§ **Exercícios propostos**
• A. Responda com base no texto sobre a violência no Alemão e na Maré:
(i) Há quantos anos o paraibano está no Alemão?
(ii) Segundo o aplicativo Fogo Cruzado, quantos tiroteios foram verificados na Maré até 19 de junho?
(iii) Por quantos dias, no mínimo, os serviços públicos no conjunto de favelas foram suspensos no ano passado, de acordo com o relatório da Redes da Maré?
• B. Reproduza o trecho do texto sobre a violência no Alemão e na Maré que vai de "Um relatório da" até "resto do Estado.", incluindo ambos.

Há 26 anos no Alemão, o paraibano se diz habituado à rotina de violência. Preferiu não retirar uma bala ainda alojada no balcão e já não dá atenção a marcas de tiros por toda a parede dentro de seu comércio.

Entre janeiro e abril, o 22º Batalhão da Polícia Militar, que atende a região da Maré, registrou 23 mortes em supostos confrontos com a polícia; no 16º BPM, responsável pela região do Alemão, foram 27 mortes.

De acordo com o aplicativo Fogo Cruzado, ligado à Anistia Internacional, que registra trocas de tiros na capital fluminense e na região metropolitana, até 19 de junho, foram verificados ao menos 82 tiroteios no Alemão e outros 22 tiroteios na Maré.

Um relatório da ONG Redes da Maré, que busca mapear violações decorrentes da “ação das forças de Segurança Pública na Maré, no momento do enfrentamento a grupos civis armados”, identificou que os serviços públicos no conjunto de favelas foram suspensos por ao menos 20 dias durante todo o ano passado devido à violência.

Segundo a organização, a letalidade policial na favela é três vezes maior do que no resto do Estado.

“Temos de nos indignar e buscar caminhos coletivos de enfrentamento desse ciclo que coloca os moradores de favelas numa condição de inferioridade em relação ao direito à vida e à segurança pública”, afirma a ONG.

Procurada, a Secretaria de Segurança Pública do Rio afirmou que a Polícia Militar enfrenta dificuldades decorrentes da crise financeira do Estado. A pasta disse ainda que não é a única responsável pelo quadro de violência que voltou a se agravar nos últimos meses.

§ **Dados registrados**

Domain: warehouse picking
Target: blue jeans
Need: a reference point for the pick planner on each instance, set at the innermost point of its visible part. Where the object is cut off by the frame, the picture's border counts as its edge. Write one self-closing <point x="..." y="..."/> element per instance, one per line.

§ **Respostas**
• A.
(i) Há 26 anos.
(ii) 22 tiroteios.
(iii) Por ao menos 20 dias.

• B.
Um relatório da ONG Redes da Maré, que busca mapear violações decorrentes da “ação das forças de Segurança Pública na Maré, no momento do enfrentamento a grupos civis armados”, identificou que os serviços públicos no conjunto de favelas foram suspensos por ao menos 20 dias durante todo o ano passado devido à violência.

Segundo a organização, a letalidade policial na favela é três vezes maior do que no resto do Estado.